Written instruction: Return each line of the records below without changing a single character.

Source records:
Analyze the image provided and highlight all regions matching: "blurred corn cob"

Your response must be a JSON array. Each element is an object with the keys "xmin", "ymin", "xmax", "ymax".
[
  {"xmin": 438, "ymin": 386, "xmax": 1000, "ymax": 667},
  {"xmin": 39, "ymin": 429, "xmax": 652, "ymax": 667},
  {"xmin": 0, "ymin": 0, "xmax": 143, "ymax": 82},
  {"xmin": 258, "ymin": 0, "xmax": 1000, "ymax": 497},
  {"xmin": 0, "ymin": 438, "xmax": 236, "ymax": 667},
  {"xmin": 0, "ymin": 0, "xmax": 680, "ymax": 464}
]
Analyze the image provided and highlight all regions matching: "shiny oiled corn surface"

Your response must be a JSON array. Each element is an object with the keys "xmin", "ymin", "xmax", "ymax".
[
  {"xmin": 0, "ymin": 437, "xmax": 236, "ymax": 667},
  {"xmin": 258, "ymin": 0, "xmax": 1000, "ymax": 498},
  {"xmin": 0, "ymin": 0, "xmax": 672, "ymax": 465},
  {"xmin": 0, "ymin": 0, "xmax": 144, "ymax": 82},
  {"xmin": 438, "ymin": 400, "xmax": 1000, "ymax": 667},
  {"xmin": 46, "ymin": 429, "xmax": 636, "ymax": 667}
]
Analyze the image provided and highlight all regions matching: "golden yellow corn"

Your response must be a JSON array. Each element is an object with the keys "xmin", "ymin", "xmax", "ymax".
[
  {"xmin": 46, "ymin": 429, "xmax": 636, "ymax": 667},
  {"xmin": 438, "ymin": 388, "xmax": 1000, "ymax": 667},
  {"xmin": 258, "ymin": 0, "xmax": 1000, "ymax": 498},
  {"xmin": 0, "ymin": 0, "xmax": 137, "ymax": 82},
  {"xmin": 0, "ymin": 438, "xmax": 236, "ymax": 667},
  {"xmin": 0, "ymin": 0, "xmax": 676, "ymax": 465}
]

Response to this exercise:
Analyze the image provided and highlight all regions matching: "blurred corn cob"

Your response must be a JSON array. Each element is an object with the keys "xmin", "ymin", "xmax", "ymax".
[
  {"xmin": 438, "ymin": 386, "xmax": 1000, "ymax": 667},
  {"xmin": 39, "ymin": 429, "xmax": 652, "ymax": 667},
  {"xmin": 0, "ymin": 0, "xmax": 143, "ymax": 82},
  {"xmin": 258, "ymin": 0, "xmax": 1000, "ymax": 497},
  {"xmin": 0, "ymin": 438, "xmax": 236, "ymax": 667},
  {"xmin": 0, "ymin": 0, "xmax": 680, "ymax": 464}
]
Analyze the image provided and highlight all regions matching: "shiny oiled corn surface"

Your response must be a JSON array. Each element is an object with the keys "xmin", "ymin", "xmax", "ymax".
[
  {"xmin": 0, "ymin": 437, "xmax": 236, "ymax": 667},
  {"xmin": 258, "ymin": 0, "xmax": 1000, "ymax": 498},
  {"xmin": 0, "ymin": 0, "xmax": 672, "ymax": 465},
  {"xmin": 0, "ymin": 0, "xmax": 144, "ymax": 82},
  {"xmin": 438, "ymin": 400, "xmax": 1000, "ymax": 667},
  {"xmin": 46, "ymin": 429, "xmax": 636, "ymax": 667}
]
Analyze the image provided and highlight all regions matching: "golden yellow corn"

Your response must be a JSON array. Each element is an object with the keys "xmin", "ymin", "xmax", "ymax".
[
  {"xmin": 46, "ymin": 429, "xmax": 636, "ymax": 667},
  {"xmin": 438, "ymin": 388, "xmax": 1000, "ymax": 667},
  {"xmin": 258, "ymin": 0, "xmax": 1000, "ymax": 498},
  {"xmin": 0, "ymin": 0, "xmax": 137, "ymax": 82},
  {"xmin": 0, "ymin": 438, "xmax": 236, "ymax": 667},
  {"xmin": 0, "ymin": 0, "xmax": 676, "ymax": 465}
]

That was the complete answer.